Natural language region descriptions
- Opening Delimiter -
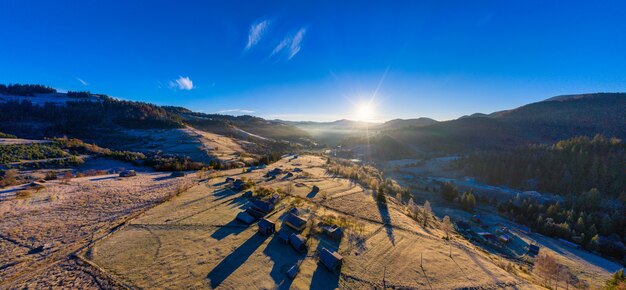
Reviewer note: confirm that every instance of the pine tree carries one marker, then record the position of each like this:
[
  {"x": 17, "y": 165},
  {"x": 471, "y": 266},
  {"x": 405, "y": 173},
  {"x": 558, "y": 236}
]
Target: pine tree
[
  {"x": 427, "y": 212},
  {"x": 446, "y": 226}
]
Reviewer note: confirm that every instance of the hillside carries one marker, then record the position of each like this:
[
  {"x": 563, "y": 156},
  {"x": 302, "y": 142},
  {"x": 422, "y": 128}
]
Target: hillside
[
  {"x": 37, "y": 112},
  {"x": 542, "y": 122},
  {"x": 243, "y": 127}
]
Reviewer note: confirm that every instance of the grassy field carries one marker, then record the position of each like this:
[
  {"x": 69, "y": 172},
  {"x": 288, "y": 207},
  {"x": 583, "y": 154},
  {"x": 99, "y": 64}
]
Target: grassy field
[
  {"x": 40, "y": 232},
  {"x": 194, "y": 241}
]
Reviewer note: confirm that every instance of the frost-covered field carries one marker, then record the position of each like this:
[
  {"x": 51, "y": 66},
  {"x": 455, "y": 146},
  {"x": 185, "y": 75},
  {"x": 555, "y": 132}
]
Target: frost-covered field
[
  {"x": 194, "y": 241},
  {"x": 40, "y": 231}
]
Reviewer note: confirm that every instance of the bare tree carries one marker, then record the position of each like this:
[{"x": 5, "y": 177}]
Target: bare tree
[
  {"x": 427, "y": 212},
  {"x": 446, "y": 226},
  {"x": 412, "y": 208}
]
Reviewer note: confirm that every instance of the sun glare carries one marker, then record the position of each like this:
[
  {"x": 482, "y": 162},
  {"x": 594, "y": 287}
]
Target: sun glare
[{"x": 364, "y": 111}]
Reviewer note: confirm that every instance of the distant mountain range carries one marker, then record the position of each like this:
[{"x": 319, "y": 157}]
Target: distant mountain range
[
  {"x": 34, "y": 111},
  {"x": 547, "y": 121}
]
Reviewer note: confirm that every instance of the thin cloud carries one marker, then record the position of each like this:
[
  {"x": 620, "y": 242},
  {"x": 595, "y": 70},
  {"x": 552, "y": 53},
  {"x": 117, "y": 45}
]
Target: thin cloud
[
  {"x": 82, "y": 82},
  {"x": 236, "y": 111},
  {"x": 291, "y": 44},
  {"x": 182, "y": 83},
  {"x": 256, "y": 32}
]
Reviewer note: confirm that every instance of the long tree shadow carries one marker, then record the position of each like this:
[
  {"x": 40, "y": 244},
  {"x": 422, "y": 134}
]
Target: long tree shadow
[
  {"x": 233, "y": 261},
  {"x": 314, "y": 191},
  {"x": 283, "y": 258},
  {"x": 234, "y": 227},
  {"x": 324, "y": 278},
  {"x": 383, "y": 210}
]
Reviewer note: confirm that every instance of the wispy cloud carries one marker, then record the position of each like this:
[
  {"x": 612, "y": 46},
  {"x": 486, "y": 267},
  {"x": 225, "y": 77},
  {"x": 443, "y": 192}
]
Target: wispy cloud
[
  {"x": 235, "y": 111},
  {"x": 256, "y": 32},
  {"x": 82, "y": 82},
  {"x": 182, "y": 83},
  {"x": 291, "y": 44}
]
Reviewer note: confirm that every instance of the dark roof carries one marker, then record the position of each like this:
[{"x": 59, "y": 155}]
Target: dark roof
[
  {"x": 262, "y": 206},
  {"x": 462, "y": 225},
  {"x": 245, "y": 218},
  {"x": 283, "y": 236},
  {"x": 265, "y": 224},
  {"x": 295, "y": 220},
  {"x": 293, "y": 271},
  {"x": 276, "y": 171},
  {"x": 255, "y": 213},
  {"x": 533, "y": 249},
  {"x": 330, "y": 259},
  {"x": 128, "y": 173},
  {"x": 297, "y": 241}
]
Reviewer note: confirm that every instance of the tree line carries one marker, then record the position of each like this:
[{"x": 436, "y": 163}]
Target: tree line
[{"x": 575, "y": 165}]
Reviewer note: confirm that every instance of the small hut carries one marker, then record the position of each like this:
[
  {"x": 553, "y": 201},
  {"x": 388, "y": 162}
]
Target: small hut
[
  {"x": 177, "y": 174},
  {"x": 245, "y": 218},
  {"x": 293, "y": 271},
  {"x": 333, "y": 231},
  {"x": 332, "y": 260},
  {"x": 283, "y": 237},
  {"x": 262, "y": 206},
  {"x": 295, "y": 211},
  {"x": 266, "y": 227},
  {"x": 295, "y": 222},
  {"x": 128, "y": 173},
  {"x": 298, "y": 242},
  {"x": 533, "y": 250},
  {"x": 254, "y": 213},
  {"x": 238, "y": 184}
]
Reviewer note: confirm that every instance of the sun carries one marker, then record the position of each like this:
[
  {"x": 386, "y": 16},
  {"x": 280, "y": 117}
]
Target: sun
[{"x": 364, "y": 111}]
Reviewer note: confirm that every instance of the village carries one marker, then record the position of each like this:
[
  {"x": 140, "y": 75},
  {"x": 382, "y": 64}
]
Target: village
[{"x": 289, "y": 225}]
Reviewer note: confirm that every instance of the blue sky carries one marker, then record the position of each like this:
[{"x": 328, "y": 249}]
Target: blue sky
- Closing Delimiter -
▶ [Exercise aim] Using the records above, copy all lines that include the word "blue".

▶ [Problem solution]
Reviewer note: confirm that every instance of the blue sky carries one marker, then record the position of each like this:
Target: blue sky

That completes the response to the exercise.